Write out again only the lines running from the one that contains "the green foliage?" to the end of the records below, including both the first and the last.

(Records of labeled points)
'''
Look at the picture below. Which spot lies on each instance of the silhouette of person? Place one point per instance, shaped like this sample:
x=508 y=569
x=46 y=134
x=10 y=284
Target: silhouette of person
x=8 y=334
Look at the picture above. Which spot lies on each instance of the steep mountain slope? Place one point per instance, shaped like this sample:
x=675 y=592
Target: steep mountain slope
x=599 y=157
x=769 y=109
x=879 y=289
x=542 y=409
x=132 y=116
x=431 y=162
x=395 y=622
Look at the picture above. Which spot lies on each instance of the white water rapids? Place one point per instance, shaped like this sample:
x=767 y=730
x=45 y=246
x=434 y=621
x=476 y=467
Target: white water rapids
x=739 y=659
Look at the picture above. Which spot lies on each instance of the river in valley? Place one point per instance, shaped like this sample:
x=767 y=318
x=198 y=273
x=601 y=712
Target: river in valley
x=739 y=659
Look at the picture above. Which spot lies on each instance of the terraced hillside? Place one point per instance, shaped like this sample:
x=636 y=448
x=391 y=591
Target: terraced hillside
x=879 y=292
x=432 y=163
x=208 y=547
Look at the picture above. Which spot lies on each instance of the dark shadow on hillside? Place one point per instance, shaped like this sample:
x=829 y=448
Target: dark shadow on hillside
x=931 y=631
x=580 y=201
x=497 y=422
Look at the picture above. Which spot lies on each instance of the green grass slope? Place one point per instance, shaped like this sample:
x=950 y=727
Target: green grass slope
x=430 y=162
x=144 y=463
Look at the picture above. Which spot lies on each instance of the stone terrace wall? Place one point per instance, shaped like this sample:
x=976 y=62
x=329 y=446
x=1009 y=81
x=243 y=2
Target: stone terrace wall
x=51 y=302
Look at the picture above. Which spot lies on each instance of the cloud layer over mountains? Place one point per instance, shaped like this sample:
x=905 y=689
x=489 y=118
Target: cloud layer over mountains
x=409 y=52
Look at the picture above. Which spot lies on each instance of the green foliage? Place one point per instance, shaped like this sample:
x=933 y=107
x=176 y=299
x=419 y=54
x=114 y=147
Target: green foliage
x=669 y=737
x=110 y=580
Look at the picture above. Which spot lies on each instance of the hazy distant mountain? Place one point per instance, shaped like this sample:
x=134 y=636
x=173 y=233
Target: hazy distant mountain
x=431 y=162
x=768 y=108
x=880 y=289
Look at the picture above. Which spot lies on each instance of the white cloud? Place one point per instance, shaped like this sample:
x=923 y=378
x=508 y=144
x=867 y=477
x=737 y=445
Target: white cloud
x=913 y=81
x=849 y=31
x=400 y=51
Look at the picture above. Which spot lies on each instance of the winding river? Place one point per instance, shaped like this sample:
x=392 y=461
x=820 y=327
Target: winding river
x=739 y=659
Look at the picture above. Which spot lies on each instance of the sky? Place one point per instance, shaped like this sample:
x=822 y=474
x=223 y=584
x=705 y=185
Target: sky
'''
Solution to this exercise >>
Look at the picture above. Which spot lies on each instance of the green foliage? Place one point per instance, shaped like this sample:
x=933 y=107
x=176 y=299
x=419 y=54
x=114 y=147
Target: green foliage
x=669 y=737
x=110 y=580
Look at the picture above. Which spot lies on each instance of the hazy distant mountain? Place one point per instance, shaped like this sample:
x=134 y=636
x=173 y=233
Target: hazy distant mountain
x=431 y=162
x=768 y=108
x=880 y=289
Look at the picture above. Which spot lies on each instance of the white cloud? Place one point per instance, shaped like this sample:
x=923 y=378
x=508 y=144
x=867 y=477
x=737 y=445
Target: white cloud
x=913 y=81
x=849 y=31
x=400 y=51
Look at the picture above. Which spot lies on each instance of the winding river? Place one point per instance, shaped like this sample:
x=392 y=461
x=820 y=327
Target: winding river
x=739 y=659
Look at the picture above. Which spot lies on each instance of the sky? Place one point per instance, shaped like this sample:
x=822 y=474
x=223 y=584
x=705 y=185
Target: sky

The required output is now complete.